## DOCUMENT EXTRACT
□ □ □

To the government of receiving countries, Eunice (pers. comm., 12 March 2021) said that, ‘governments across the world should sensitise their citizens on the need to be welcoming and empathic towards foreigners. In this age and time, I do not think any country can thrive without international relations, particularly through opening their doors to foreigners who are skilled and willing to contribute to the economic growth of the country, even more than a large percentage of their citizens.’

The government should also prioritize the security and safety of foreigners living in their country. Furthermore, the government of the receiving countries should give more support to those who legally migrate to their countries. On her part, Blessing (pers. comm., 06 May 2020) lucidly observed that:

Nigerian migrants should be of good behaviour, obey the law of the land where they migrated to. They should endeavour to avoid anything that will make people point accusing fingers at them, thereby, representing Nigeria well. Government of the receiving county should not be hostile to Nigerians because of upholding a single story about Nigerians. They should not generalise things, thereby, counting all Nigerians as dubious because of the experience they had with some Nigerians. Everyone should be treated well, and respected.

The migrants led by Jacob were able to enjoy security and economic sustainability because of their moderation, skills and ability to embark on regular migration. In relation to the Nigerian migrants, regular migrants are evenly cared for, whilst the irregular ones are most times easily harassed. Migration has social, cultural, economic, and the political effects on the giving and receiving country. This is so because it involves the movement of people from one place to the other. These effects touch on the Nigerian migrants, Nigeria as a geographic location, and the receiving country.

□ □ □

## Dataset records
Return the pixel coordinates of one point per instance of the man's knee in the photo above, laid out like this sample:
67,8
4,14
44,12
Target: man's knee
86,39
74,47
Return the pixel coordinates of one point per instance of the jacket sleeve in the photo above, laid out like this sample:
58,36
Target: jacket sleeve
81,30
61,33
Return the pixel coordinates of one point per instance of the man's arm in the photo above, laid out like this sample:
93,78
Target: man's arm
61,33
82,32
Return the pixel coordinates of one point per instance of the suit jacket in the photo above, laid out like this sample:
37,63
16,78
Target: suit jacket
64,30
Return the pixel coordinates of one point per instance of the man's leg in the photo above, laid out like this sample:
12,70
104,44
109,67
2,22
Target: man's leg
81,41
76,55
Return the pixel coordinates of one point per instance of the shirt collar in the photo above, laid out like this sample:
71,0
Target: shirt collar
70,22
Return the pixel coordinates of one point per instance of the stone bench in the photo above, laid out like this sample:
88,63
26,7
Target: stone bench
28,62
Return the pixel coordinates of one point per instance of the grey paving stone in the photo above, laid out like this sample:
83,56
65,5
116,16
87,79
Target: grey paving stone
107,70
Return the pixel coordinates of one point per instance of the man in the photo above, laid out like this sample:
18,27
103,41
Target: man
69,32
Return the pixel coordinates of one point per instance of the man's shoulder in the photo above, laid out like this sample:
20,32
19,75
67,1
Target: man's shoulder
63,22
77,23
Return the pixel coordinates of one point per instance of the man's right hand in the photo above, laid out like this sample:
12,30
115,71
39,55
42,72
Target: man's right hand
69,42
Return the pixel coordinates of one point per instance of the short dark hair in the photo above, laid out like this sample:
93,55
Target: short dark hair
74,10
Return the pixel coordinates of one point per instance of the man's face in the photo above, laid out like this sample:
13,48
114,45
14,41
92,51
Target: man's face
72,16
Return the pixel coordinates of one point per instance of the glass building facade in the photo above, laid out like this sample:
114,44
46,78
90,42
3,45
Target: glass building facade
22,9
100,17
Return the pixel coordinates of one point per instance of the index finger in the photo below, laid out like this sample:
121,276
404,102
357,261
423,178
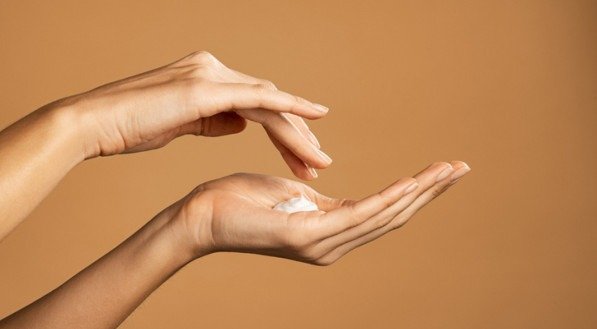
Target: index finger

□ □ □

## EXERCISE OBJECTIVE
In the passage on Nigerian migrants above, copy out the text word for word, starting with "The migrants led" and going on through "the receiving country.".

## OUTPUT FOR THIS TASK
The migrants led by Jacob were able to enjoy security and economic sustainability because of their moderation, skills and ability to embark on regular migration. In relation to the Nigerian migrants, regular migrants are evenly cared for, whilst the irregular ones are most times easily harassed. Migration has social, cultural, economic, and the political effects on the giving and receiving country. This is so because it involves the movement of people from one place to the other. These effects touch on the Nigerian migrants, Nigeria as a geographic location, and the receiving country.